+++ Dataset records +++

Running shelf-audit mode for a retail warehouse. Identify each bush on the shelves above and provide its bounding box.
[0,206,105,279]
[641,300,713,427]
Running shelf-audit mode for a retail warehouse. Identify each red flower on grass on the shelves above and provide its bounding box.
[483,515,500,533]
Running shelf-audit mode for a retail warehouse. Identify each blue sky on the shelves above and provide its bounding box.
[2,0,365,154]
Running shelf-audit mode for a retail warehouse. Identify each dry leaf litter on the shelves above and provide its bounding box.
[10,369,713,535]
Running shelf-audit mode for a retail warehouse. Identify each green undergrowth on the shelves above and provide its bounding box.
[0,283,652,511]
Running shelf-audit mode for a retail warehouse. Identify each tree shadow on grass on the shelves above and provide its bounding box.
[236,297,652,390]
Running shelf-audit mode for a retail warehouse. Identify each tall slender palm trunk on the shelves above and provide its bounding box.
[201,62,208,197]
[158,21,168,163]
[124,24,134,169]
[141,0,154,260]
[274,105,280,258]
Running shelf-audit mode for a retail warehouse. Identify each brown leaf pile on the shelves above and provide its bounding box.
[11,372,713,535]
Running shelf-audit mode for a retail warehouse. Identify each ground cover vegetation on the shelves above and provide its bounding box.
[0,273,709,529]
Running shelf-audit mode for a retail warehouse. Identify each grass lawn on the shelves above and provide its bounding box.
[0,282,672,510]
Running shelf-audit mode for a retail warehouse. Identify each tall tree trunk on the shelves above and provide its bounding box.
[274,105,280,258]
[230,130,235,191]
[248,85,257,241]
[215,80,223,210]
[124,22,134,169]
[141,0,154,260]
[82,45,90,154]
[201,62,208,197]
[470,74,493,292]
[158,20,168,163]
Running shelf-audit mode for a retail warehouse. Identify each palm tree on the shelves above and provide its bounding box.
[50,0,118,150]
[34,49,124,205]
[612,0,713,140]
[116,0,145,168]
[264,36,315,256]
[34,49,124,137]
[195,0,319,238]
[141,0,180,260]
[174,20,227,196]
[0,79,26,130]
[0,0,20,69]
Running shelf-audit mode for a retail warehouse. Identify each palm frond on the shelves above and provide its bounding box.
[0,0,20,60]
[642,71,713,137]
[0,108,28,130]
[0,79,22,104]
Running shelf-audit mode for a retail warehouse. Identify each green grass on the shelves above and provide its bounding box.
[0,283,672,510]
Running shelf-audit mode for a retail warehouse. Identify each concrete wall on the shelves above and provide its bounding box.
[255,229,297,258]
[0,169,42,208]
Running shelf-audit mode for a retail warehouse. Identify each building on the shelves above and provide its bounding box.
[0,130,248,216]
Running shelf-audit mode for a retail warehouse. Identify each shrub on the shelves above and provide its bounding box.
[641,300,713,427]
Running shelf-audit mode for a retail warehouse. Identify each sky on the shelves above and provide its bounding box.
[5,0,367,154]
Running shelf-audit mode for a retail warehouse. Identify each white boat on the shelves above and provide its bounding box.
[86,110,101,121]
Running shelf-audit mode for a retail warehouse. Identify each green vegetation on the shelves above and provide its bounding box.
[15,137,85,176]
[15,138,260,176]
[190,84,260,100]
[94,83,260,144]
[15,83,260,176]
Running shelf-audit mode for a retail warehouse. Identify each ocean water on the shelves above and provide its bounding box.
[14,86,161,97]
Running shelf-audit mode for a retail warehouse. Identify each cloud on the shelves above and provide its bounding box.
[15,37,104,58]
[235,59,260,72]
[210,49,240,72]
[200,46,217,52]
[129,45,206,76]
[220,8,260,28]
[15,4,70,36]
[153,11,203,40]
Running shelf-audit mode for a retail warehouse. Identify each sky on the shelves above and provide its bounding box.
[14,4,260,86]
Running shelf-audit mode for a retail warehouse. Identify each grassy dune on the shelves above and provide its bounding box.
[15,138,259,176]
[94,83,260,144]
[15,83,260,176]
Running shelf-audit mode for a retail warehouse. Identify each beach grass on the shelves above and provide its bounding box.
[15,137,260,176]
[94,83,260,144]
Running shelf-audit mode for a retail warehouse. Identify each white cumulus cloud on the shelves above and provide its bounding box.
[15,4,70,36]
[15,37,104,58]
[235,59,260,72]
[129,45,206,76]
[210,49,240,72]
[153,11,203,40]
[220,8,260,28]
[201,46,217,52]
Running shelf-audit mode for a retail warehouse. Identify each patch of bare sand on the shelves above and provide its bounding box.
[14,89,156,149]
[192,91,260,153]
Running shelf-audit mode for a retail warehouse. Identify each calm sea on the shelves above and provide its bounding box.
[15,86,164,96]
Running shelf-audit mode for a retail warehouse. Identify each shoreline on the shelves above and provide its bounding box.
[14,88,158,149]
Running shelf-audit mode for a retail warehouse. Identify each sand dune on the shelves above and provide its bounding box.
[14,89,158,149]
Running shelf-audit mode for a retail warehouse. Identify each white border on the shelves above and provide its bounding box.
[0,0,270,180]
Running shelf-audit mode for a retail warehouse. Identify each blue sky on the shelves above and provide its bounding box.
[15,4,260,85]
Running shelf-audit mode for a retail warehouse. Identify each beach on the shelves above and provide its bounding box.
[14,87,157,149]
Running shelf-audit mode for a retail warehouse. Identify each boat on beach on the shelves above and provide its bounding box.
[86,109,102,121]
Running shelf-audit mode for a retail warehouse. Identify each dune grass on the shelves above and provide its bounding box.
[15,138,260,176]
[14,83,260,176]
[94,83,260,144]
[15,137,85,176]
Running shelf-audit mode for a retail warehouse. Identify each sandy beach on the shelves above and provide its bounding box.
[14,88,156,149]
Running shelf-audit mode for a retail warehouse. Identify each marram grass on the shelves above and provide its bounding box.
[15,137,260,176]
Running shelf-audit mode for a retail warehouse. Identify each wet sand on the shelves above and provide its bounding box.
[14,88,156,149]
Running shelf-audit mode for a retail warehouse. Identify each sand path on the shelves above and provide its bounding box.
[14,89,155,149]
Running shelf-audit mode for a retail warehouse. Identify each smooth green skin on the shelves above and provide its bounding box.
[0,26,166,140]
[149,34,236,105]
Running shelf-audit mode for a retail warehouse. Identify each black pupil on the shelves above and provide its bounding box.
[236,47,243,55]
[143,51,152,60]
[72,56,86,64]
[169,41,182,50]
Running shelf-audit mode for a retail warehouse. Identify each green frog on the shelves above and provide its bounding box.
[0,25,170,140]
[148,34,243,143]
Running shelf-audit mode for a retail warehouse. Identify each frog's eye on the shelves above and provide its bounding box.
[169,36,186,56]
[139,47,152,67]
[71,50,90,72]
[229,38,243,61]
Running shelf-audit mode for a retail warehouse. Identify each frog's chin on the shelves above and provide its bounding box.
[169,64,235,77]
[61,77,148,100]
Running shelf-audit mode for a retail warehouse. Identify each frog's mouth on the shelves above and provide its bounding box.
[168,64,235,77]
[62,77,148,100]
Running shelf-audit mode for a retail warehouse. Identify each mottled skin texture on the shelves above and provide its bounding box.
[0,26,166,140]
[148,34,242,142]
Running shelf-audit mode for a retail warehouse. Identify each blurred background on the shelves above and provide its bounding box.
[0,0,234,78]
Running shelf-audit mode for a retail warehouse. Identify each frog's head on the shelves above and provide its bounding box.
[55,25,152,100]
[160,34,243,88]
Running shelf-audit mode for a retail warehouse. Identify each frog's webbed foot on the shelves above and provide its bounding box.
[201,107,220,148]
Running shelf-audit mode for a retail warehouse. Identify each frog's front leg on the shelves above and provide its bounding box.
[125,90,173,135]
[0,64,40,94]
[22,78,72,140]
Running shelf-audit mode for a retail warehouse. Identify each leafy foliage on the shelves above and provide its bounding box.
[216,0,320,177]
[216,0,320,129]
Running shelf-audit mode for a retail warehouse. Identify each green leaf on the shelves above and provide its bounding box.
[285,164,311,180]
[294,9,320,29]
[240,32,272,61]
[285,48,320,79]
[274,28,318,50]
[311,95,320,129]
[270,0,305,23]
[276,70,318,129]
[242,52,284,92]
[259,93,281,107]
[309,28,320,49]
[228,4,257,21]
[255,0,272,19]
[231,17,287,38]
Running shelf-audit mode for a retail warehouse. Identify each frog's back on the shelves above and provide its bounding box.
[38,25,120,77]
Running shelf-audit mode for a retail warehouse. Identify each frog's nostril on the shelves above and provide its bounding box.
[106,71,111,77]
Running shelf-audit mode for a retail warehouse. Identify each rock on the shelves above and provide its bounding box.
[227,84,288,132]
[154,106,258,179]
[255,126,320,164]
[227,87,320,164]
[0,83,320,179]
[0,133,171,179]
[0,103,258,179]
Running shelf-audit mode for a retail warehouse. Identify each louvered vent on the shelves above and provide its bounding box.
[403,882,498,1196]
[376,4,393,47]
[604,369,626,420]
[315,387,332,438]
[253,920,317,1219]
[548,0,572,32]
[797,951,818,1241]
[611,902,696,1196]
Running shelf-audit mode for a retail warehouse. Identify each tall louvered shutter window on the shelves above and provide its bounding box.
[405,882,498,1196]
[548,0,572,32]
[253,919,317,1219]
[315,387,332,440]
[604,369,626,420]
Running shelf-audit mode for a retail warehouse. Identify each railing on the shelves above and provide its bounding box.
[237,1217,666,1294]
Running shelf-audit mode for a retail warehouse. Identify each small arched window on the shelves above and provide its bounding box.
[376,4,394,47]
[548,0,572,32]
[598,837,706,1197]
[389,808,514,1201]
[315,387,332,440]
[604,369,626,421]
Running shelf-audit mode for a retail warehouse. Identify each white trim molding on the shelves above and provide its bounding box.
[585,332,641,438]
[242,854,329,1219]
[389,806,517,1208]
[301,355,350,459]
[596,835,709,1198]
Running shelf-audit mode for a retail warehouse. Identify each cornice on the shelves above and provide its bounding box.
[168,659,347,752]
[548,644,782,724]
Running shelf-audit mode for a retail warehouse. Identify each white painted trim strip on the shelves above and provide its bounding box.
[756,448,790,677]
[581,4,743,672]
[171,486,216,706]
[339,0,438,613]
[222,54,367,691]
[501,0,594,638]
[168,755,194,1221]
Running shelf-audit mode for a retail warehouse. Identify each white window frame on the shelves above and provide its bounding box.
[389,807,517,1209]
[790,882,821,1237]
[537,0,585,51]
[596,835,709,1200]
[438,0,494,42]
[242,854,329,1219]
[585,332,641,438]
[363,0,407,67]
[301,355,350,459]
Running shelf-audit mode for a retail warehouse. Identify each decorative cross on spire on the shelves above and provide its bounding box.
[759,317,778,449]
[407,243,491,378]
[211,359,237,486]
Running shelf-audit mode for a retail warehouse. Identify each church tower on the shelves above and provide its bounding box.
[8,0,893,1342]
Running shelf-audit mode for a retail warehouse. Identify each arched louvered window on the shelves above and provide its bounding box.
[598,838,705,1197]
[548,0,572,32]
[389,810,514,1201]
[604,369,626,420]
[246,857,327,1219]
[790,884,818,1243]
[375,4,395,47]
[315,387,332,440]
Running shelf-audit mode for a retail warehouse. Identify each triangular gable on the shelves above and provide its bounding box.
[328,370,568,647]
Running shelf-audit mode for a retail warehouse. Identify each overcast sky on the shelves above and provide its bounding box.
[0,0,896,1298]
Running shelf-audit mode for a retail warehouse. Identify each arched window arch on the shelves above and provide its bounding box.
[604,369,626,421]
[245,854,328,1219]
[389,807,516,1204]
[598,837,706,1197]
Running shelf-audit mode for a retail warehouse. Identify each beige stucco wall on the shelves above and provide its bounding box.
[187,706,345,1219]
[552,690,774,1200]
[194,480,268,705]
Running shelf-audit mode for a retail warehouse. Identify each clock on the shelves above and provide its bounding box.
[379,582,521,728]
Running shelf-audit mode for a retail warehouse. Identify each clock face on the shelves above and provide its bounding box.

+++

*Requirements*
Copy the rows verbatim, starting at the line containing "Identify each black" and ending at the line containing "[160,34,243,88]", with both of those lines included.

*Result for this exercise*
Running shelf-audit mode for a retail warehouse. Identify each black pupil on the shelves above and provide its bounding box.
[236,47,243,55]
[143,51,152,60]
[72,56,86,64]
[169,41,182,50]
Running shelf-audit mode for a retail warehouse. Identify each green frog on the shelves above and provide its bounding box.
[0,25,170,140]
[148,34,243,143]
Running shelf-audit mode for a retail warehouse. Identify each frog's eye on the shelves above and provide its bounding box.
[169,36,186,56]
[139,47,152,67]
[71,50,90,72]
[229,38,243,61]
Running shelf-audit mode for a retail warehouse. Identify each frog's chin on the shelves above and provide its bounding box.
[169,64,235,77]
[61,77,148,100]
Running shelf-audit mode for a retail warehouse. Identify each frog's mouth on the shelves above and provide its bounding box.
[168,64,235,77]
[62,77,148,100]
Running shelf-audit mode for a retail warehouse. Identify each mottled skin texture on the shelves above and provide its bounding box.
[0,26,166,140]
[148,34,242,142]
Running shelf-audit mode for a retail warehouse. Identify each blurred background on the shelves above and provide its bounding box.
[0,0,234,78]
Running shelf-audit mode for a retail warehouse. Identify each frog's head on the shelves above and provide its bounding box.
[55,25,152,100]
[160,34,243,88]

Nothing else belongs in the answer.